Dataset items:
►
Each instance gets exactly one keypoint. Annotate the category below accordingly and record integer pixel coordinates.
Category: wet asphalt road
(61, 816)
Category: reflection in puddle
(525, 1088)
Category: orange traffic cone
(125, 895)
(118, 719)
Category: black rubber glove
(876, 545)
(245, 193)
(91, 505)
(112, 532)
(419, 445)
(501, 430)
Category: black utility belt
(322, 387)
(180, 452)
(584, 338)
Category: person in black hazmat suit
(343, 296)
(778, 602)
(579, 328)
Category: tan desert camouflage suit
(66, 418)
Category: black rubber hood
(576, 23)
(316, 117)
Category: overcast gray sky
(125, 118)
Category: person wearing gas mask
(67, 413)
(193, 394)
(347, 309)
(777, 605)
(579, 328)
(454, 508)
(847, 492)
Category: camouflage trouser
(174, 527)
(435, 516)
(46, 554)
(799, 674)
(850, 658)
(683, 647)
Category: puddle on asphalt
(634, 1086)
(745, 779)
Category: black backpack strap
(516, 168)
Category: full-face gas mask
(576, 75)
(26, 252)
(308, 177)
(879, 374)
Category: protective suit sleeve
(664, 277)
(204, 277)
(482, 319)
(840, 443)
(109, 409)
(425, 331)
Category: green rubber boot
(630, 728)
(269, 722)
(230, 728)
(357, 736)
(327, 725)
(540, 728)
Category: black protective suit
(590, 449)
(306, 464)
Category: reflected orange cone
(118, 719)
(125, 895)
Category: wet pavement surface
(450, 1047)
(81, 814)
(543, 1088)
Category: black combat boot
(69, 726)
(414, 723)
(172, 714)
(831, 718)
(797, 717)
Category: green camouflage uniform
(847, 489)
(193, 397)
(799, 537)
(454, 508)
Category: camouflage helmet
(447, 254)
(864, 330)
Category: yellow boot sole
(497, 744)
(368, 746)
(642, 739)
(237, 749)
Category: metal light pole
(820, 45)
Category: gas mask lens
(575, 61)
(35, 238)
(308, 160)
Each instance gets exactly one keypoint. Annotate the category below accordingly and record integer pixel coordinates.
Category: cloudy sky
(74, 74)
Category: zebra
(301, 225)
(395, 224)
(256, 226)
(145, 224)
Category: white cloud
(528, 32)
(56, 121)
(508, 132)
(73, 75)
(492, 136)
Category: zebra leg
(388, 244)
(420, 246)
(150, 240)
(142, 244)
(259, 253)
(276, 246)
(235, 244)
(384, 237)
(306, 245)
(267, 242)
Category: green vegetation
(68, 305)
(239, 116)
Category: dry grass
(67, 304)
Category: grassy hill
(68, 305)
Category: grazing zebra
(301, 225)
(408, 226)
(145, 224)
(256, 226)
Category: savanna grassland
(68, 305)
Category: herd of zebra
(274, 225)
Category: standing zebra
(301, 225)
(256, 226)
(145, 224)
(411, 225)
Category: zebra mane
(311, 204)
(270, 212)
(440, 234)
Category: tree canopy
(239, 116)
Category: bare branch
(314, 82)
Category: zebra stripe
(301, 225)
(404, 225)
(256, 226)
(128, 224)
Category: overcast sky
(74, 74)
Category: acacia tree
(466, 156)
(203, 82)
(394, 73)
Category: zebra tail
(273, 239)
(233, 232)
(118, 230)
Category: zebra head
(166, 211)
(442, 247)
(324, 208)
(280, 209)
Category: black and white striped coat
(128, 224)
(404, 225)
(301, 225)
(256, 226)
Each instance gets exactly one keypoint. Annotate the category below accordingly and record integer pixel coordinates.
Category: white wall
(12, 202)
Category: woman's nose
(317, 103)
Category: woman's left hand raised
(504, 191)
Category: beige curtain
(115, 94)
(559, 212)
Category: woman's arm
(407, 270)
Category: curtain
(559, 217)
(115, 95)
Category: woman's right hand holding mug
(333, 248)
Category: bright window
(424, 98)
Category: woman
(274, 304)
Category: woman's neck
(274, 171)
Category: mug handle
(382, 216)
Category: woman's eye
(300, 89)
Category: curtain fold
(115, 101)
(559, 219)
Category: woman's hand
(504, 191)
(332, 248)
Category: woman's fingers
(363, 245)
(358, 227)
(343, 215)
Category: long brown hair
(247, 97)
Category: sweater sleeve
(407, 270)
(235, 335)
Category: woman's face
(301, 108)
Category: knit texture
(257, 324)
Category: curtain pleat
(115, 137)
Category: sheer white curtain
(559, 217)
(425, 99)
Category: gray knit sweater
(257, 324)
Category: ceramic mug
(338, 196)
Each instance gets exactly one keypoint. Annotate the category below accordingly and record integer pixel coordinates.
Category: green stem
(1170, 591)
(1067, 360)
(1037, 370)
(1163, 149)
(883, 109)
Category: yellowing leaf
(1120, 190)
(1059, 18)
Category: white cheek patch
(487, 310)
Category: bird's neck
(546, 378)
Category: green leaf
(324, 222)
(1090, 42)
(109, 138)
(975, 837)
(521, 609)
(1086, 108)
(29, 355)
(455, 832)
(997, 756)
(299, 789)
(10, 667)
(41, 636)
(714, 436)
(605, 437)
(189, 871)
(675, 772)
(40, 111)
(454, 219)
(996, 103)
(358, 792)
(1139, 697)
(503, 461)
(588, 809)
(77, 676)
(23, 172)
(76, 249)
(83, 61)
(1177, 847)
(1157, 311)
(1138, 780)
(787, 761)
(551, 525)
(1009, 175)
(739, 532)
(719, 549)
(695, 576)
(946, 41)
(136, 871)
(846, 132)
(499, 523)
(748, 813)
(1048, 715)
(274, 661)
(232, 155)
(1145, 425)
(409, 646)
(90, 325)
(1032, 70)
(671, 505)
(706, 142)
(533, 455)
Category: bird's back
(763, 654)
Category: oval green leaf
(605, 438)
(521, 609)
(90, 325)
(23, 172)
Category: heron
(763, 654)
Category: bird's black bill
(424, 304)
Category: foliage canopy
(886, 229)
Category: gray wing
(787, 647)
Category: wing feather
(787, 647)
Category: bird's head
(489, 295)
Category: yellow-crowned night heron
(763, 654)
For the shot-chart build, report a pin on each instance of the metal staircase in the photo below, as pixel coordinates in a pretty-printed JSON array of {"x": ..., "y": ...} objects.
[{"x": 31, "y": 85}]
◄
What to produce:
Repeat all of the data shown above, exactly as it appears.

Task solution:
Each instance gets exactly one keypoint. Annotate the category below accordingly and record integer pixel coordinates.
Category: wet asphalt road
(61, 816)
Category: reflection in puddle
(525, 1088)
Category: orange traffic cone
(125, 895)
(118, 719)
Category: black rubber glove
(876, 545)
(245, 193)
(91, 505)
(112, 532)
(419, 445)
(501, 430)
Category: black utility belt
(322, 387)
(180, 452)
(584, 338)
Category: person in black hazmat suit
(343, 296)
(778, 602)
(579, 328)
Category: tan desert camouflage suit
(66, 418)
Category: black rubber hood
(576, 23)
(316, 117)
Category: overcast gray sky
(125, 118)
Category: person wearing gas mask
(67, 413)
(193, 394)
(347, 309)
(777, 605)
(579, 328)
(454, 508)
(847, 492)
Category: camouflage trouser
(174, 527)
(435, 516)
(46, 554)
(799, 674)
(850, 658)
(683, 647)
Category: puddle on asphalt
(634, 1086)
(745, 779)
Category: black backpack strap
(516, 168)
Category: full-face gas mask
(576, 75)
(26, 252)
(308, 177)
(879, 374)
Category: protective suit sleeve
(664, 277)
(204, 277)
(482, 319)
(840, 443)
(109, 409)
(425, 331)
Category: green rubber boot
(630, 728)
(269, 722)
(230, 728)
(357, 736)
(327, 725)
(540, 728)
Category: black protective suit
(590, 449)
(306, 464)
Category: reflected orange cone
(118, 719)
(125, 895)
Category: wet pavement surface
(450, 1047)
(81, 814)
(543, 1088)
Category: black combat boot
(69, 726)
(414, 723)
(172, 714)
(831, 718)
(797, 717)
Category: green camouflage uniform
(847, 489)
(193, 397)
(799, 537)
(454, 508)
Category: camouflage helmet
(447, 254)
(864, 330)
Category: yellow boot sole
(497, 744)
(368, 746)
(642, 739)
(237, 749)
Category: metal light pole
(820, 45)
Category: gas mask lens
(575, 61)
(35, 238)
(308, 160)
Each instance gets exactly one keypoint. Annotate the category below accordingly and record integer pixel coordinates.
Category: cloudy sky
(74, 74)
Category: zebra
(301, 225)
(395, 224)
(256, 226)
(145, 224)
Category: white cloud
(528, 32)
(56, 121)
(508, 132)
(73, 75)
(492, 136)
Category: zebra leg
(388, 244)
(420, 246)
(150, 240)
(142, 244)
(259, 253)
(276, 246)
(235, 244)
(384, 237)
(306, 245)
(267, 242)
Category: green vegetation
(68, 305)
(239, 116)
Category: dry grass
(67, 304)
Category: grassy hill
(68, 305)
Category: grazing zebra
(301, 225)
(408, 226)
(145, 224)
(256, 226)
Category: savanna grassland
(68, 305)
Category: herd of zebra
(274, 225)
Category: standing zebra
(301, 225)
(256, 226)
(145, 224)
(411, 225)
Category: zebra mane
(311, 204)
(270, 212)
(440, 234)
Category: tree canopy
(239, 116)
Category: bare branch
(314, 82)
Category: zebra stripe
(301, 225)
(404, 225)
(256, 226)
(128, 224)
Category: overcast sky
(74, 74)
Category: acacia tree
(466, 156)
(203, 82)
(394, 73)
Category: zebra tail
(273, 239)
(233, 232)
(118, 230)
Category: zebra head
(166, 211)
(442, 247)
(324, 208)
(280, 209)
Category: black and white striped coat
(128, 224)
(404, 225)
(301, 225)
(256, 226)
Each instance gets exactly one keypoint. Annotate the category below accordingly and record integer pixel coordinates.
Category: white wall
(12, 202)
Category: woman's nose
(317, 103)
Category: woman's left hand raised
(504, 191)
Category: beige curtain
(115, 94)
(559, 212)
Category: woman's arm
(407, 270)
Category: curtain
(559, 217)
(115, 95)
Category: woman's right hand holding mug
(333, 248)
Category: bright window
(424, 98)
Category: woman
(274, 304)
Category: woman's neck
(274, 171)
Category: mug handle
(382, 216)
Category: woman's eye
(300, 89)
Category: curtain fold
(115, 101)
(559, 219)
Category: woman's hand
(504, 191)
(332, 248)
Category: woman's fingers
(363, 245)
(358, 227)
(343, 215)
Category: long brown hair
(247, 97)
Category: sweater sleeve
(407, 270)
(235, 335)
Category: woman's face
(301, 108)
Category: knit texture
(257, 324)
Category: curtain pleat
(115, 137)
Category: sheer white curtain
(559, 217)
(425, 99)
Category: gray knit sweater
(257, 324)
Category: ceramic mug
(338, 196)
Each instance gets exactly one keypoint. Annotate the category below accordingly and record integer pixel coordinates.
Category: green stem
(1170, 591)
(1067, 360)
(1037, 370)
(1163, 149)
(883, 109)
Category: yellowing leaf
(1120, 190)
(1059, 18)
Category: white cheek patch
(487, 310)
Category: bird's neck
(546, 378)
Category: green leaf
(324, 222)
(1090, 42)
(109, 138)
(975, 837)
(521, 609)
(1086, 108)
(29, 355)
(455, 832)
(997, 756)
(299, 789)
(10, 667)
(41, 636)
(714, 436)
(605, 437)
(189, 871)
(675, 772)
(40, 111)
(454, 219)
(996, 103)
(358, 792)
(1139, 697)
(503, 461)
(588, 809)
(77, 676)
(23, 172)
(76, 249)
(83, 61)
(1177, 847)
(1157, 311)
(1138, 780)
(787, 761)
(551, 525)
(1009, 175)
(739, 532)
(719, 549)
(695, 576)
(946, 41)
(136, 871)
(846, 132)
(499, 523)
(748, 813)
(1048, 715)
(274, 661)
(232, 155)
(1145, 425)
(409, 646)
(90, 325)
(1032, 70)
(671, 505)
(706, 142)
(533, 455)
Category: bird's back
(763, 654)
Category: oval green leaf
(605, 438)
(521, 609)
(90, 325)
(23, 172)
Category: heron
(763, 654)
Category: bird's black bill
(424, 304)
Category: foliage canopy
(886, 229)
Category: gray wing
(787, 647)
Category: wing feather
(787, 647)
Category: bird's head
(489, 295)
Category: yellow-crowned night heron
(763, 654)
For the shot-chart build, report a pin on each instance of the metal staircase in the photo below, as pixel coordinates in a pretty-printed JSON array of {"x": ..., "y": ...} objects.
[{"x": 31, "y": 85}]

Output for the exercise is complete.